[[ Study text, beginning ]]
Species of gastropod

Zeidora naufraga is a species of sea snail, a marine gastropod mollusk in the family Fissurellidae, the keyhole limpets.

==Description==
The length of the shell attains 9.7 mm, its height 3 mm.

The white shell is delicate, depressed, oblong, pointed behind, with a minute short apex, rounded and cleft in front, with a broad flat keel bearing the old cleft-scar and extending the whole length of the shell. The enormous aperture is closed behind by a crepidula-like partition.

Sculpture: Longitudinals, from the apex to the cleft across the middle of the back runs a broad raised keel, flat on the top, where it is scored by the minute, delicate, sharp, prominent, close-set, but not contiguous scars of the old cleft. On either side it is bordered by a sharp marginal line: from these marginal lines branch off feeble irregular diverging threadlets between which, as they go wider apart, others arise. The intervals between them are two to three times the breadth of the threadlets. Spirals, strictly speaking, there are none, but the whole surface is scored at right angles to the longitudinals with a series of threadlets, very similar in form, but rather more closely set. These radiate from the apex and indicate the old mouth edges.

The color is porcellanous-white, which is dead on the threadlets but almost translucent elsewhere from the extreme thinness of the shell.
[[ Study text, end ]]
Required tasks:
1. Update the stretch of the Zeidora naufraga description from "Sculpture: Longitudinals, from" through "old mouth edges." by replacing "keel" with "ridge".
2. Answer these questions using the Zeidora naufraga description:
(a) To which family does the species belong?
(b) What length can the shell reach?
(c) What closes the aperture behind?
3. Continue the description of Zeidora naufraga from its final sentence.
[[ Entries supplied, beginning ]]
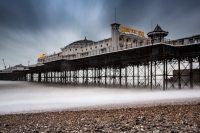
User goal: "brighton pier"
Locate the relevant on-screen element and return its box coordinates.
[0,22,200,90]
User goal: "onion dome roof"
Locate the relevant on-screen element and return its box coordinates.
[147,24,169,37]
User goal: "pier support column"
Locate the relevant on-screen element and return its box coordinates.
[163,59,166,91]
[147,62,149,86]
[144,63,147,87]
[133,65,135,87]
[178,58,181,89]
[83,68,85,84]
[154,61,157,89]
[189,58,193,89]
[165,59,168,90]
[137,64,140,87]
[98,68,101,86]
[105,67,107,86]
[51,71,53,83]
[38,72,41,82]
[119,65,122,87]
[94,67,97,85]
[85,68,89,85]
[125,66,128,87]
[113,67,116,87]
[150,60,153,90]
[31,73,33,82]
[198,57,200,87]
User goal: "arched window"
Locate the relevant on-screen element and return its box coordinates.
[119,36,124,47]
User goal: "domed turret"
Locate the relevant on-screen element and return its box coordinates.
[147,24,169,44]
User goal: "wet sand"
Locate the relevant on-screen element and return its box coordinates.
[0,98,200,133]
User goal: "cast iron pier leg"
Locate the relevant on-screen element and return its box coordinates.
[163,59,166,91]
[150,60,153,90]
[190,58,193,89]
[178,58,181,89]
[[ Entries supplied, end ]]
Answer section:
1.
Sculpture: Longitudinals, from the apex to the cleft across the middle of the back runs a broad raised ridge, flat on the top, where it is scored by the minute, delicate, sharp, prominent, close-set, but not contiguous scars of the old cleft. On either side it is bordered by a sharp marginal line: from these marginal lines branch off feeble irregular diverging threadlets between which, as they go wider apart, others arise. The intervals between them are two to three times the breadth of the threadlets. Spirals, strictly speaking, there are none, but the whole surface is scored at right angles to the longitudinals with a series of threadlets, very similar in form, but rather more closely set. These radiate from the apex and indicate the old mouth edges.

2.
(a) Fissurellidae, the keyhole limpets
(b) 9.7 mm
(c) A crepidula-like partition

3.
Apex: at the posterior end of the shell there is a narrow, rounded, prominent beak, within which, a little bent to the right and projecting slightly above the margin of the aperture, is the minute apex of one whorl.

The aperture is oblong. The margin is minutely denticulated by the ends of the ribs. The cleft in front by a strong, parallel-sided, blunt-ended fissure. Behind, it is peculiarly patulous, being markedly bent outwards from the line of attachment of the septum, this bending being strongly shown on the outside of the shell. Inside it is smooth. A strong depression corresponds to the exterior keel extends from end to end of the shell.

Septum: A little way within the margin, and deepest at the end, is the short oblique septum, which is faintly arched, with a concave edge in front.

==Distribution==
This marine species was found north of Culebra Island, Puerto Rico.